▶ Written problem A
Answer these questions from the article on data downtime:
(i) What positions does Barr Moses hold at Monte Carlo?
(ii) What tool does the author say they have created?
(iii) What kinds of data problems does the article say data downtime ranges from and to?
▶ Written problem B
For each statement, say whether the article on data downtime agrees with it. Answer yes or no and quote the deciding words.
(i) Data quality issues can cost a company several million dollars a year in lost revenue.
(ii) The answer to what keeps data teams up at night is the monster under the bed.
(iii) Data downtime covers only tables that are completely outdated.
▶ Written problem C
Continue the article on data downtime, starting after its last sentence.

+++ Passage

Data Observability

How to Calculate the Cost of Data Downtime

data-downtime
Barr Moses headshot

Barr Moses

CEO and Co-founder, Monte Carlo. Proponent of data reliability and action movies.

In addition to wasted time and sleepless nights, data quality issues lead to compliance risks, lost revenue to the tune of several million dollars per year, and erosion of trust — but what does bad data really cost your company? I’ve created a novel data downtime calculator that will help you measure the true cost of data downtime on your organization.

What’s big, scary, and keeps even the best data teams up at night?

If you guessed the ‘monster under your bed,’ nice try, but you’d be wrong. The answer is far more real, all-too-common, and you’re probably already experiencing it whether or not you realize it.

The answer? Data downtime. Data downtime refers to periods of time when your data is partial, erroneous, missing, or otherwise inaccurate, ranging from a few null values to completely outdated tables. These data fire drills are time-consuming and costly, corrupting otherwise excellent data pipelines with garbage data.

++++++
+++ Entries

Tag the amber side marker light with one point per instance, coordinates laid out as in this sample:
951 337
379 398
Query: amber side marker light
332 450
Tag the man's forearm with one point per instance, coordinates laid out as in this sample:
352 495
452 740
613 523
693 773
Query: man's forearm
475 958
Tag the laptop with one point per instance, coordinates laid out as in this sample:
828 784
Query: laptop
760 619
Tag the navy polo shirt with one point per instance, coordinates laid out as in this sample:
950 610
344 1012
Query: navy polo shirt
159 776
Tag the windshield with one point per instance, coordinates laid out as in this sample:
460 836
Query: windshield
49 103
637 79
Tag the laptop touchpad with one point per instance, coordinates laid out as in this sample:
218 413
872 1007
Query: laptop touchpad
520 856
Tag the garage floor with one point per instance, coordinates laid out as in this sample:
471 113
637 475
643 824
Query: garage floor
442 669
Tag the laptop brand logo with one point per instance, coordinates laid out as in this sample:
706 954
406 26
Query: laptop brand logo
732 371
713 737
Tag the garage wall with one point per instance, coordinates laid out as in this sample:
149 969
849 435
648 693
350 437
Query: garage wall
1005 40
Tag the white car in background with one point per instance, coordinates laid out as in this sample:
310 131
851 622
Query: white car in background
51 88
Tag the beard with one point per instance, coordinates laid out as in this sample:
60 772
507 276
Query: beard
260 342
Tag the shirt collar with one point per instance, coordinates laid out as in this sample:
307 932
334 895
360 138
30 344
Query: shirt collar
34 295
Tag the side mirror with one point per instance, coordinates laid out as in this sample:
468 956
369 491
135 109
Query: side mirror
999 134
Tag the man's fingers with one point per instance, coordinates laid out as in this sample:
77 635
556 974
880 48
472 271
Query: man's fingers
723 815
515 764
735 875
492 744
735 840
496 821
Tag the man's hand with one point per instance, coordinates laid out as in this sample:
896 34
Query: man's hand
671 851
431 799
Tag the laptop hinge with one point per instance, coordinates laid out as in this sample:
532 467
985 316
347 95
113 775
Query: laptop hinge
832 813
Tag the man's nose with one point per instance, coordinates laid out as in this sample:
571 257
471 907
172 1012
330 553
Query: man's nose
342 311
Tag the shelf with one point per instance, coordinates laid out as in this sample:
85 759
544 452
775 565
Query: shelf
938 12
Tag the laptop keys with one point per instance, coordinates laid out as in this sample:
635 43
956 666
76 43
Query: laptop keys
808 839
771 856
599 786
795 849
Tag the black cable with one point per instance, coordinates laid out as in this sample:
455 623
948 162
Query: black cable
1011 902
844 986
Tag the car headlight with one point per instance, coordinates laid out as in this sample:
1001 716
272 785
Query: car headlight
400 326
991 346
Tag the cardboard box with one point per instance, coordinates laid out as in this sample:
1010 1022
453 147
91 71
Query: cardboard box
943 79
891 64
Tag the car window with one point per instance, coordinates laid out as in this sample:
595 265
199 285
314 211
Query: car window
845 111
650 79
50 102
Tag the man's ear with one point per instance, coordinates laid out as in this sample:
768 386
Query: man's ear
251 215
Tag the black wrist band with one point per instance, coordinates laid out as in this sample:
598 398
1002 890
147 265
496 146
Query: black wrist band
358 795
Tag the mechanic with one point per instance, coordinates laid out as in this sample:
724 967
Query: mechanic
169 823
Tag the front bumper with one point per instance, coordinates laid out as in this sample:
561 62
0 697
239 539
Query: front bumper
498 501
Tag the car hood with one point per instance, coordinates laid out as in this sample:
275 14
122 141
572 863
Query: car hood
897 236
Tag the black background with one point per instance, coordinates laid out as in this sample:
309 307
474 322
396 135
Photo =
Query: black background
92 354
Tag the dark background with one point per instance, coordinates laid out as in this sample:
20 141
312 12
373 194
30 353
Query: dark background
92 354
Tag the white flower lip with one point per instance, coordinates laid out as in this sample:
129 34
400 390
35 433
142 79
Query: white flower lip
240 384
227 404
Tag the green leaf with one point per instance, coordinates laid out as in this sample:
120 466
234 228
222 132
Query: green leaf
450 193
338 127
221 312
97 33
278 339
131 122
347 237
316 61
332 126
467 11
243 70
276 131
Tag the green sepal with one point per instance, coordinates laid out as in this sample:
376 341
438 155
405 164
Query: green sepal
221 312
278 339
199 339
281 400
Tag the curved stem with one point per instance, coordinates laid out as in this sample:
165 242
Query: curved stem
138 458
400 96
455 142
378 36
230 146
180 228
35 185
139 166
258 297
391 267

++++++

▶ Result A
(i) CEO and Co-founder.
(ii) A novel data downtime calculator, meant to measure the true cost of data downtime on an organization.
(iii) It ranges from a few null values to completely outdated tables.

▶ Result B
(i) Yes: "lost revenue to the tune of several million dollars per year"
(ii) No: "If you guessed the ‘monster under your bed,’ nice try, but you’d be wrong."
(iii) No: "ranging from a few null values to completely outdated tables"

▶ Result C
In this post, we’ll look at the cost of data downtime, how to calculate it, and what you need to know to get started.

The true cost of data downtime

One CDO I spoke with recently told me that his 500-person team spends 1,200 cumulative hours per week tackling data quality issues, time otherwise spent on activities that drive innovation and generate revenue.

To demonstrate the scope of this problem, here are some fast facts about just how much time data teams waste on data downtime:

  • 50–80 percent of a data practitioner’s time is spent collecting, preparing, and fixing “unruly” data. (The New York Times)
  • 40 percent of a data analyst’s time is spent on vetting and validating analytics for data quality issues. (Forrester)
  • 27 percent of a salesperson time is spent dealing with inaccurate data. (ZoomInfo)
  • 50 percent of a data practitioner’s time is spent on identifying, troubleshooting, and fixing data quality, integrity, and reliability issues. (Harvard Business Review)

Based on these numbers, as well as interviews and surveys conducted with over 150 different data teams across industries, I estimate that data teams spend 30–40 percent of their time handling data quality issues instead of working on revenue-generating activities.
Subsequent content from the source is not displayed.